= TASK REQUIREMENTS =
Copy out every record below line for line, changing nothing.

= RECORDS TO USE =
--
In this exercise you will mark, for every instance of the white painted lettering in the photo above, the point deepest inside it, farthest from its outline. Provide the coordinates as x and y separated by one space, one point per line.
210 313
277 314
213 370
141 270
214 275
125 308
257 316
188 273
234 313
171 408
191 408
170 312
--
= TASK ANSWER =
In this exercise you will mark, for every instance of the white painted lettering in the photo above, the point deepest inside it, farthest from its outline. Provide the coordinates as x and y separated by one space, one point per line.
210 313
277 314
213 370
141 270
214 275
125 308
257 316
188 273
234 313
171 408
191 408
170 312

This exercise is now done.